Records
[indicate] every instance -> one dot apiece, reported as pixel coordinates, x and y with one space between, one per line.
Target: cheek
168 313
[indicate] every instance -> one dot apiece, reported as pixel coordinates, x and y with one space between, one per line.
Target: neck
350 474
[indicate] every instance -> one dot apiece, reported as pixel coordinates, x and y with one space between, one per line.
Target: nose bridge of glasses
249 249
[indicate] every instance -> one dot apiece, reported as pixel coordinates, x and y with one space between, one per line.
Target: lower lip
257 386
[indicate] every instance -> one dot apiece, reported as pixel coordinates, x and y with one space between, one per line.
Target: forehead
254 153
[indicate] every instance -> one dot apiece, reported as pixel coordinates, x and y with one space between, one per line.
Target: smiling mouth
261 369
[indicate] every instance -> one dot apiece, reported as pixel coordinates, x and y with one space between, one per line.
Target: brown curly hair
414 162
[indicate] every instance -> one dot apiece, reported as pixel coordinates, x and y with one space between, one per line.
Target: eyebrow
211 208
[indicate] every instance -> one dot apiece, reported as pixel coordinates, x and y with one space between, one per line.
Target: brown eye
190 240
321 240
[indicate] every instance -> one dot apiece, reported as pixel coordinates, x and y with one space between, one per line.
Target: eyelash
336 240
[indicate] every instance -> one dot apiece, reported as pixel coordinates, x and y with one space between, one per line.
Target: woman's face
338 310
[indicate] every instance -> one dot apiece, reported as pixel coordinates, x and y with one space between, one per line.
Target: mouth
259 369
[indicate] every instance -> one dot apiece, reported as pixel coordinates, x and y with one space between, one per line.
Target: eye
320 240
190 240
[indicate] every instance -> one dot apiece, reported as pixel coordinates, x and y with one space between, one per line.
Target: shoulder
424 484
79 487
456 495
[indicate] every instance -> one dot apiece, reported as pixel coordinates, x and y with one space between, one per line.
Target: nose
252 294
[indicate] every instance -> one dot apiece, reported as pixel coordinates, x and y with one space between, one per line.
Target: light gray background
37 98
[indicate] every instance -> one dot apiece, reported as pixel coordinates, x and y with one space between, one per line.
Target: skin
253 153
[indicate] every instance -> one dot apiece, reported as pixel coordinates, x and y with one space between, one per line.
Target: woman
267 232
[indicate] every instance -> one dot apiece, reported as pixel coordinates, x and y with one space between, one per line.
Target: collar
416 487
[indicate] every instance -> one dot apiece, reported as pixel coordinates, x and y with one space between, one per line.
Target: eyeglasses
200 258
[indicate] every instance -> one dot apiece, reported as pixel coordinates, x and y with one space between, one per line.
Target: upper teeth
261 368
---
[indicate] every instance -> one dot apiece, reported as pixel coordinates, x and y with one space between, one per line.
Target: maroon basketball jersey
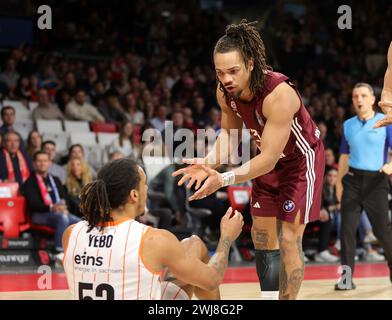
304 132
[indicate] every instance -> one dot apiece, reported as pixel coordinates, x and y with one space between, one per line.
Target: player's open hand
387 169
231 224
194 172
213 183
* * *
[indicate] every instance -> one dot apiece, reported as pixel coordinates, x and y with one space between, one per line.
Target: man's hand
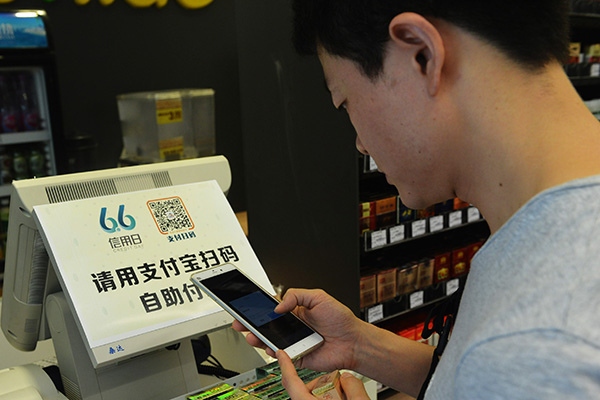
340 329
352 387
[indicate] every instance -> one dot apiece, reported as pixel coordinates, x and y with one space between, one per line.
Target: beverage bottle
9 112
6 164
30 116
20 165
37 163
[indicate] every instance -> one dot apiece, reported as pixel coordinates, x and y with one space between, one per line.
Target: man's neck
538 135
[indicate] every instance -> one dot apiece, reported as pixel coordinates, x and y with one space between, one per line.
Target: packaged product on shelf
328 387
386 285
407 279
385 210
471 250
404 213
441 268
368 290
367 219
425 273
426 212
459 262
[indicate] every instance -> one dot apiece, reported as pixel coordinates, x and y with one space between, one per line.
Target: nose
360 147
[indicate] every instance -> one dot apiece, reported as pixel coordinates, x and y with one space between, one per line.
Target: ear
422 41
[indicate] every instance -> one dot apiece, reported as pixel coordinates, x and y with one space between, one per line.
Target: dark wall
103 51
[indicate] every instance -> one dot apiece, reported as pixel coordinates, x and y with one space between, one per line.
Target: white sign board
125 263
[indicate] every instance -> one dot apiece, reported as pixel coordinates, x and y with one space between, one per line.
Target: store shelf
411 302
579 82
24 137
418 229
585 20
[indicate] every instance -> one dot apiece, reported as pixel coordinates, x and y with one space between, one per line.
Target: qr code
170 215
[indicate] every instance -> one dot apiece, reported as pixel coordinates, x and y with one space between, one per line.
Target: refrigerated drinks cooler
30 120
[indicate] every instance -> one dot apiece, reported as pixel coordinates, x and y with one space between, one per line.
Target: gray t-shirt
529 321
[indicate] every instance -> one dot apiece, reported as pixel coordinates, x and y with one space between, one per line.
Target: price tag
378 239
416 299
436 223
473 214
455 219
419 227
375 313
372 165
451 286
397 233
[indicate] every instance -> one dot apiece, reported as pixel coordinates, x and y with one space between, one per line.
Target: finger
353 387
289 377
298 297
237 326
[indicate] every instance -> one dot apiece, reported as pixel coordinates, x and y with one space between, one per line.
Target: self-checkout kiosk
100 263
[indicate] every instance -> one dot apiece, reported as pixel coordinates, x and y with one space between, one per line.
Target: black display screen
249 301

## Required task:
List each line from the rows above that contains the string "gray", treating uppercase and lowercase letters as distinct.

## Solved problem:
Target: light gray background
Target: gray t-shirt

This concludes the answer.